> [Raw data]
* * * *

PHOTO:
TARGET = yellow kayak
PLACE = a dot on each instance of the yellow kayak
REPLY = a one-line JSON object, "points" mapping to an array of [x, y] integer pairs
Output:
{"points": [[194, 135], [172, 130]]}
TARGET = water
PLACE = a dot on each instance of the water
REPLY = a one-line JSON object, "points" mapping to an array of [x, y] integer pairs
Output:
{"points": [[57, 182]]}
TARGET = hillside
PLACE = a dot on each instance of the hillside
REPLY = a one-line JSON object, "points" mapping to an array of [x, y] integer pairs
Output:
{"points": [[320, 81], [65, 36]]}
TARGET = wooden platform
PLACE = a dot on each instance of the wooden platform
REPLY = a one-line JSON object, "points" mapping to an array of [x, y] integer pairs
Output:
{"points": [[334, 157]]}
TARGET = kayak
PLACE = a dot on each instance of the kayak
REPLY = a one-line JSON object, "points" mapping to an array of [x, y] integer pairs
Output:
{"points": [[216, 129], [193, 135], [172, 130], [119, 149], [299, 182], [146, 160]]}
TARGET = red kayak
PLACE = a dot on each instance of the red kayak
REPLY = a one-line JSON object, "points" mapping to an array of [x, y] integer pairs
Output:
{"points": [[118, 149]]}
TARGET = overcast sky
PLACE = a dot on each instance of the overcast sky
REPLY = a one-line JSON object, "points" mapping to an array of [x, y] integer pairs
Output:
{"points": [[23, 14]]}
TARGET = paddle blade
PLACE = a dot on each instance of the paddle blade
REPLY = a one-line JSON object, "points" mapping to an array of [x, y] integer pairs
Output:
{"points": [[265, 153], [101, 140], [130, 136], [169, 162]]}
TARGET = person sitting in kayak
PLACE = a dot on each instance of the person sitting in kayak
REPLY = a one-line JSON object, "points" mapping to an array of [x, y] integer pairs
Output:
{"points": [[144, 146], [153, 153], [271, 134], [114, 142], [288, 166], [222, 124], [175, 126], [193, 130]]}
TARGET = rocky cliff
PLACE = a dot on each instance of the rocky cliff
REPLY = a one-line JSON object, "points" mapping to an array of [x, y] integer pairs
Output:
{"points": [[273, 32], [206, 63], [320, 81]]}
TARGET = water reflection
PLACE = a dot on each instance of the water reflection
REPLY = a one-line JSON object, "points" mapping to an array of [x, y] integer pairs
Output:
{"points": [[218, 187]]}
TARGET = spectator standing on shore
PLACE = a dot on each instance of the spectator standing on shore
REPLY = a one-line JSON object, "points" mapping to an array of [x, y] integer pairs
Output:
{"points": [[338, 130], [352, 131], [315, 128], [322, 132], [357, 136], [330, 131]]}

* * * *

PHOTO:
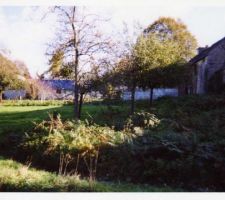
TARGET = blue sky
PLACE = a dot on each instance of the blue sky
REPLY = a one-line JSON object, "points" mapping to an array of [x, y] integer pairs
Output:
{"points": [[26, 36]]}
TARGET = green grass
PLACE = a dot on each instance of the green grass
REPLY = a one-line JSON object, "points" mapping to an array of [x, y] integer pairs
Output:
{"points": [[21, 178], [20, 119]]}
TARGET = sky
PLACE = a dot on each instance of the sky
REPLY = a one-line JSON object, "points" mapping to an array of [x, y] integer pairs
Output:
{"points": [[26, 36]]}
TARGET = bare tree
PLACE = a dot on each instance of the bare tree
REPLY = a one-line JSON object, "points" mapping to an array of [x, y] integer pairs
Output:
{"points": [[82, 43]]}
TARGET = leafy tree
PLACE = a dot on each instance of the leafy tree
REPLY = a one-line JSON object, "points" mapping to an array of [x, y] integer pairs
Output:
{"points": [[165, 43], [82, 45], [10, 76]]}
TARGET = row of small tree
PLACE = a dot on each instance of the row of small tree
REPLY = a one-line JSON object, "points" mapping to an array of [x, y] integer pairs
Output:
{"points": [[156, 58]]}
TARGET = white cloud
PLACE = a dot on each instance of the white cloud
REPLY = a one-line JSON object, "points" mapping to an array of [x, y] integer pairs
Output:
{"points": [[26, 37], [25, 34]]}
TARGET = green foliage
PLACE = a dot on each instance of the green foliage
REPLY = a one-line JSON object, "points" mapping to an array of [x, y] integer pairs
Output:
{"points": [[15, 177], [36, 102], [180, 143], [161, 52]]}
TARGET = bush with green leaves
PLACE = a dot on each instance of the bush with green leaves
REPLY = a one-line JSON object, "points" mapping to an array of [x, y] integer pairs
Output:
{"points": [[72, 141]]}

* * * *

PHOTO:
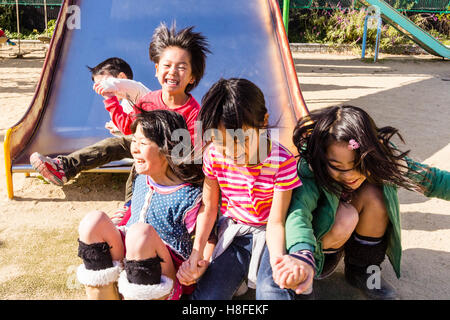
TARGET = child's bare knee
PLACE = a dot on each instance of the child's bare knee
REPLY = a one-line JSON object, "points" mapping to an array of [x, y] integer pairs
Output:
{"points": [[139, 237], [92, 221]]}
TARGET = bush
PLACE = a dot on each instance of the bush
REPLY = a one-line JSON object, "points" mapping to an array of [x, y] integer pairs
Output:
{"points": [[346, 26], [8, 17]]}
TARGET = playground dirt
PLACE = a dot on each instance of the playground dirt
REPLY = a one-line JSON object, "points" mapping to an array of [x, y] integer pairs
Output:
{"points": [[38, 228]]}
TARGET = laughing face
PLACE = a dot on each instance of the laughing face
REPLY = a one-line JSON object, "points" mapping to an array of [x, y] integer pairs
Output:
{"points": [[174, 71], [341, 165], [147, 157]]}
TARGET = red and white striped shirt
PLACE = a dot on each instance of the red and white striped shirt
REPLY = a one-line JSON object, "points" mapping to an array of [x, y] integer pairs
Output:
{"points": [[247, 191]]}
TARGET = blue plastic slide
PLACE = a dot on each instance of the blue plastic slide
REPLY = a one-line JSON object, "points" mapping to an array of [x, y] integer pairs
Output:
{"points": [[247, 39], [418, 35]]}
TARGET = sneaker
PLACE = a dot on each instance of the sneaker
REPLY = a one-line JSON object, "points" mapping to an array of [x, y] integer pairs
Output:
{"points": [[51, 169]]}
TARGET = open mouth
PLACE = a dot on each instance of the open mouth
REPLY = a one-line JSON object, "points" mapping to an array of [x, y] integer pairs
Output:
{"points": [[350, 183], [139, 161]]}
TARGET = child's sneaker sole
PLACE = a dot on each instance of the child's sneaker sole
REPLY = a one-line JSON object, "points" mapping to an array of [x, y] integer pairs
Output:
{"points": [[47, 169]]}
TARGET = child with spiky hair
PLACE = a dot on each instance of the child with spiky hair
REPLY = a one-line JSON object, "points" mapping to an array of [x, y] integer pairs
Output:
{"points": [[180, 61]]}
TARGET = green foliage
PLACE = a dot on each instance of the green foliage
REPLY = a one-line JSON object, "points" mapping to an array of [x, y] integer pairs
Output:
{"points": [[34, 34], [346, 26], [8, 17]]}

* * * *

> [REQUIRED WORK] Please filter the data above down to the lines that contain the string "blade", and copy each one.

> [THE COMPLETED TASK]
TARGET = paddle blade
PLACE = a dot on each instance of the paddle blade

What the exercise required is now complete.